# [WHAT IS REQUIRED]
Format every line of the material below as a Markdown table with two columns, Row and Line, and skip any blank lines. Leave the pictures out of the table.

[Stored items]

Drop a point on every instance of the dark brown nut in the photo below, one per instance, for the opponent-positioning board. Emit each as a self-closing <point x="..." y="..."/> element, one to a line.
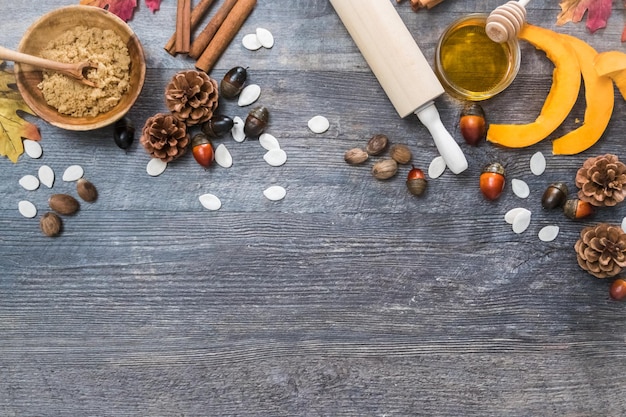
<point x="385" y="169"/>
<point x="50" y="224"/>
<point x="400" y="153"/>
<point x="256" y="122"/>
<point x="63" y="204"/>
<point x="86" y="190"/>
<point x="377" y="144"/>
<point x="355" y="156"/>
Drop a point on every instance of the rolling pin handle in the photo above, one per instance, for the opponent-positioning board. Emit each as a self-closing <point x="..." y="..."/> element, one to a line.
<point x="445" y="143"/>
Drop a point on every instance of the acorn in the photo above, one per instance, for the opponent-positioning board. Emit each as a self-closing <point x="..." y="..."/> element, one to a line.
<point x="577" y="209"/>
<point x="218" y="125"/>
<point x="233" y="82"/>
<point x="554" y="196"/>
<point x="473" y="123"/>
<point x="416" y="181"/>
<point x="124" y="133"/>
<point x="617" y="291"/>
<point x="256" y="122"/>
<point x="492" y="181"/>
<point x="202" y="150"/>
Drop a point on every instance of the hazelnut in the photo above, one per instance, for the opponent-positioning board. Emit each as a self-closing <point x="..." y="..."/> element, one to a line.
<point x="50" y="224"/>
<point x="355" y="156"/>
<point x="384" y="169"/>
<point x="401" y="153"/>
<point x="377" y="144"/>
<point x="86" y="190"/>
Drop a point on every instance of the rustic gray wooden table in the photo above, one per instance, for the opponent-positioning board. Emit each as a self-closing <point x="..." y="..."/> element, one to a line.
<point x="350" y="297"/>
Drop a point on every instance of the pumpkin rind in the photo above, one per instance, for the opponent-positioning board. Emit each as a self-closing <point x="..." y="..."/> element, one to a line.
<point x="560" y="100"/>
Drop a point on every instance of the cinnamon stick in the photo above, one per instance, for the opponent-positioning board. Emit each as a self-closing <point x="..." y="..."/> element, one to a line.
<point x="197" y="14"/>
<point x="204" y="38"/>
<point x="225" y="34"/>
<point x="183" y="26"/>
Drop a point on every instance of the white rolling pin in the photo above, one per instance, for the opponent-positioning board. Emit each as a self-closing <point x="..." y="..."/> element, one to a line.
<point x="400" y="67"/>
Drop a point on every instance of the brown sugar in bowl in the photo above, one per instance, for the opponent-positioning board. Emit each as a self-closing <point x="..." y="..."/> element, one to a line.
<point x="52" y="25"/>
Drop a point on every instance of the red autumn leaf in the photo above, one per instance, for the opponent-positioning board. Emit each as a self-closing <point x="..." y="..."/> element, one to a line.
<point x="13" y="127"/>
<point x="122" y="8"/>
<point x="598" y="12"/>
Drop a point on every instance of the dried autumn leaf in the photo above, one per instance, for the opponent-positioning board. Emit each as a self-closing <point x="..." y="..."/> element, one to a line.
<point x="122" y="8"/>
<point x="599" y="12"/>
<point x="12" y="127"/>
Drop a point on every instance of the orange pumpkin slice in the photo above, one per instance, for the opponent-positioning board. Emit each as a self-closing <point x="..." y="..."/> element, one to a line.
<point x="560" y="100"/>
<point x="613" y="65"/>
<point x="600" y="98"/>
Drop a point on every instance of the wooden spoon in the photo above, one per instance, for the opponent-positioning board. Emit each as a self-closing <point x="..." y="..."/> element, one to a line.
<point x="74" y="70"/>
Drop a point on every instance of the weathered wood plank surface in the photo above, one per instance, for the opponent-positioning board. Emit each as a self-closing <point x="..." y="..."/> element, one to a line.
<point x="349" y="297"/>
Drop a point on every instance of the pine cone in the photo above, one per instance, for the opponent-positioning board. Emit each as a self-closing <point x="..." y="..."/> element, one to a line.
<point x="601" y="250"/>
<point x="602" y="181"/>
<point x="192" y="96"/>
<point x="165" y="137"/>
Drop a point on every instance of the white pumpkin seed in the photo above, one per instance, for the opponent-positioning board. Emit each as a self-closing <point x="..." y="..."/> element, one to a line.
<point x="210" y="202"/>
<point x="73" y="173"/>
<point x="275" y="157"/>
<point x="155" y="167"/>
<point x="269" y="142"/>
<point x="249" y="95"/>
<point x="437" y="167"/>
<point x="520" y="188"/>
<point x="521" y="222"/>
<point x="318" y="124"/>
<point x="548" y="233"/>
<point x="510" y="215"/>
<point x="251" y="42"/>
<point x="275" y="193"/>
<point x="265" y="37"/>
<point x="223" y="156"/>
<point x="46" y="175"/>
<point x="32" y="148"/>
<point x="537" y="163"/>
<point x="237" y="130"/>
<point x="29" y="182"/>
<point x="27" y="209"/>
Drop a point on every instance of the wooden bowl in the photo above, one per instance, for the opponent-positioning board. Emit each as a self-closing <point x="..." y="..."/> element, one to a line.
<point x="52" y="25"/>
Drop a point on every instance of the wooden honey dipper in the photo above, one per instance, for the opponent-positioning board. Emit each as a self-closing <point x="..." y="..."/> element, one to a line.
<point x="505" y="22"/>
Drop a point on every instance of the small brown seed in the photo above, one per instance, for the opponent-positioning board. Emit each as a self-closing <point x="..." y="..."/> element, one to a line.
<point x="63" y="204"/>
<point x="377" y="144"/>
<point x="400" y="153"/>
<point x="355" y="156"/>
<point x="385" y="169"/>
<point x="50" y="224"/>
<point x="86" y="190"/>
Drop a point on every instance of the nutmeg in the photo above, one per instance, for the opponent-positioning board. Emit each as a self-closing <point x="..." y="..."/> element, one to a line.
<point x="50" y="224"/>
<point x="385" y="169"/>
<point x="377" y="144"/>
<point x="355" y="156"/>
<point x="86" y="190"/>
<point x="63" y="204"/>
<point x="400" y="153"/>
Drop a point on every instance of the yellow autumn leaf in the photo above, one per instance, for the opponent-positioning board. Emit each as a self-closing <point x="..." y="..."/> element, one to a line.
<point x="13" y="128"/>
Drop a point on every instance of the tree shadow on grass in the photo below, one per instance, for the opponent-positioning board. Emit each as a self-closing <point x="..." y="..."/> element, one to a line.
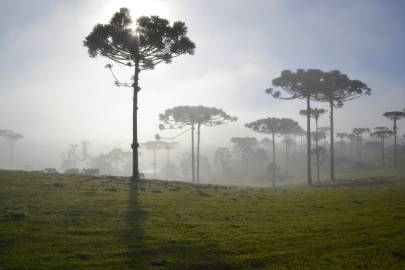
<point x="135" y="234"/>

# [EXPECTED OUTPUT]
| Row | Line |
|---|---|
| 1 | Drop a point on every instance of the dark brown nut in the photo below, one per instance, for the opponent-positioning board. Emit each as a self-closing <point x="..." y="..."/> element, one to a line. |
| 2 | <point x="385" y="169"/> |
| 3 | <point x="50" y="224"/> |
| 4 | <point x="400" y="153"/> |
| 5 | <point x="256" y="122"/> |
| 6 | <point x="63" y="204"/> |
| 7 | <point x="86" y="190"/> |
| 8 | <point x="377" y="144"/> |
| 9 | <point x="355" y="156"/> |
| 10 | Drop a point on every instance of the rolling pin handle in the photo above, one per instance, for the opponent-positioning board. Emit each as a self-closing <point x="..." y="..."/> element, one to a line. |
| 11 | <point x="445" y="143"/> |
| 12 | Drop a point on every instance of the acorn in the photo above, one per instance, for the opponent-positioning board. Emit each as a self-closing <point x="..." y="..."/> element, one to a line. |
| 13 | <point x="577" y="209"/> |
| 14 | <point x="218" y="125"/> |
| 15 | <point x="233" y="82"/> |
| 16 | <point x="554" y="196"/> |
| 17 | <point x="473" y="123"/> |
| 18 | <point x="416" y="181"/> |
| 19 | <point x="124" y="133"/> |
| 20 | <point x="617" y="291"/> |
| 21 | <point x="256" y="122"/> |
| 22 | <point x="492" y="181"/> |
| 23 | <point x="202" y="150"/> |
| 24 | Drop a point on every instance of the hazelnut in the photo above, one per instance, for the opponent-positioning board. Emit each as a self-closing <point x="..." y="..."/> element, one to a line. |
| 25 | <point x="50" y="224"/> |
| 26 | <point x="355" y="156"/> |
| 27 | <point x="384" y="169"/> |
| 28 | <point x="401" y="153"/> |
| 29 | <point x="377" y="144"/> |
| 30 | <point x="86" y="190"/> |
| 31 | Drop a point on every instance of the rustic gray wooden table in the photo above, one per instance, for the opponent-positioning board. Emit each as a self-closing <point x="..." y="..."/> element, one to a line. |
| 32 | <point x="350" y="297"/> |
| 33 | Drop a point on every instance of the pumpkin rind in the photo above, one per instance, for the opponent-positioning board. Emit each as a self-closing <point x="..." y="..."/> element, one to a line. |
| 34 | <point x="560" y="100"/> |
| 35 | Drop a point on every instance of the cinnamon stick in the photo above, one per instance, for the opponent-positioning board. Emit each as a self-closing <point x="..." y="..."/> element, one to a line. |
| 36 | <point x="197" y="14"/> |
| 37 | <point x="204" y="38"/> |
| 38 | <point x="225" y="34"/> |
| 39 | <point x="183" y="26"/> |
| 40 | Drop a point on every instance of the white rolling pin in the photo above, one per instance, for the opponent-positioning board. Emit each as a self-closing <point x="..." y="..."/> element, one to a line. |
| 41 | <point x="400" y="67"/> |
| 42 | Drop a point on every instance of the brown sugar in bowl in the photo above, one per instance, for the opponent-positioning board. Emit each as a self-closing <point x="..." y="..."/> element, one to a line. |
| 43 | <point x="52" y="25"/> |
| 44 | Drop a point on every instance of the red autumn leaf in the photo above, one per instance, for the opponent-positioning board. Emit each as a self-closing <point x="..." y="..."/> element, one to a line. |
| 45 | <point x="13" y="127"/> |
| 46 | <point x="122" y="8"/> |
| 47 | <point x="598" y="12"/> |
| 48 | Drop a point on every instance of the dried autumn leaf in the photo above, one per instance, for the opponent-positioning board. Emit each as a self-closing <point x="..." y="..."/> element, one to a line. |
| 49 | <point x="122" y="8"/> |
| 50 | <point x="599" y="12"/> |
| 51 | <point x="12" y="127"/> |
| 52 | Drop a point on every instance of the orange pumpkin slice in the photo above, one per instance, for the opponent-positioning board. Emit each as a self-closing <point x="..." y="..."/> element, one to a line. |
| 53 | <point x="560" y="100"/> |
| 54 | <point x="613" y="65"/> |
| 55 | <point x="600" y="98"/> |
| 56 | Drop a point on every instance of the wooden spoon in the photo above, one per instance, for the opponent-positioning board. Emit each as a self-closing <point x="..." y="..."/> element, one to a line. |
| 57 | <point x="74" y="70"/> |
| 58 | Drop a point on every instance of the weathered wood plank surface in the photo above, one per instance, for the opponent-positioning board. Emit each as a self-closing <point x="..." y="..."/> element, one to a line. |
| 59 | <point x="349" y="297"/> |
| 60 | Drop a point on every instance of the pine cone in the photo above, one per instance, for the opponent-positioning board. Emit each as a self-closing <point x="..." y="..."/> element, one to a line. |
| 61 | <point x="601" y="250"/> |
| 62 | <point x="602" y="181"/> |
| 63 | <point x="192" y="96"/> |
| 64 | <point x="165" y="137"/> |
| 65 | Drop a point on every instance of the white pumpkin seed in the photo above, one per instance, for the opponent-positioning board. Emit each as a self-closing <point x="..." y="..."/> element, one to a line. |
| 66 | <point x="210" y="202"/> |
| 67 | <point x="73" y="173"/> |
| 68 | <point x="275" y="157"/> |
| 69 | <point x="155" y="167"/> |
| 70 | <point x="269" y="142"/> |
| 71 | <point x="249" y="95"/> |
| 72 | <point x="437" y="167"/> |
| 73 | <point x="520" y="188"/> |
| 74 | <point x="521" y="222"/> |
| 75 | <point x="318" y="124"/> |
| 76 | <point x="548" y="233"/> |
| 77 | <point x="510" y="215"/> |
| 78 | <point x="251" y="42"/> |
| 79 | <point x="275" y="193"/> |
| 80 | <point x="265" y="37"/> |
| 81 | <point x="223" y="156"/> |
| 82 | <point x="46" y="175"/> |
| 83 | <point x="32" y="148"/> |
| 84 | <point x="537" y="163"/> |
| 85 | <point x="237" y="130"/> |
| 86 | <point x="29" y="182"/> |
| 87 | <point x="27" y="209"/> |
| 88 | Drop a point on every instance of the wooden bowl in the photo above, one per instance, for the opponent-positioning board. Emit each as a self-closing <point x="..." y="..."/> element, one to a line. |
| 89 | <point x="52" y="25"/> |
| 90 | Drop a point on every instance of the wooden honey dipper in the photo above, one per instance, for the opponent-positioning board. Emit each as a self-closing <point x="..." y="..."/> element, one to a line. |
| 91 | <point x="505" y="22"/> |
| 92 | Drop a point on every instance of the small brown seed in the photo above, one per instance, for the opponent-positioning board. Emit each as a self-closing <point x="..." y="..."/> element, one to a line. |
| 93 | <point x="63" y="204"/> |
| 94 | <point x="377" y="144"/> |
| 95 | <point x="400" y="153"/> |
| 96 | <point x="355" y="156"/> |
| 97 | <point x="385" y="169"/> |
| 98 | <point x="50" y="224"/> |
| 99 | <point x="86" y="190"/> |
| 100 | Drop a point on every instance of the nutmeg in the photo above, one per instance, for the opponent-positioning board. Emit each as a self-closing <point x="..." y="..."/> element, one to a line. |
| 101 | <point x="50" y="224"/> |
| 102 | <point x="385" y="169"/> |
| 103 | <point x="377" y="144"/> |
| 104 | <point x="355" y="156"/> |
| 105 | <point x="86" y="190"/> |
| 106 | <point x="63" y="204"/> |
| 107 | <point x="400" y="153"/> |
| 108 | Drop a point on every instance of the yellow autumn leaf in the photo above, one per instance, for the opponent-positioning board. Emit each as a self-closing <point x="..." y="..."/> element, one to a line. |
| 109 | <point x="13" y="128"/> |
| 110 | Drop a point on every instance of the tree shadow on grass in the photo below, one per instance, for the opponent-positioning board. Emit each as a self-closing <point x="..." y="..."/> element, one to a line. |
| 111 | <point x="135" y="234"/> |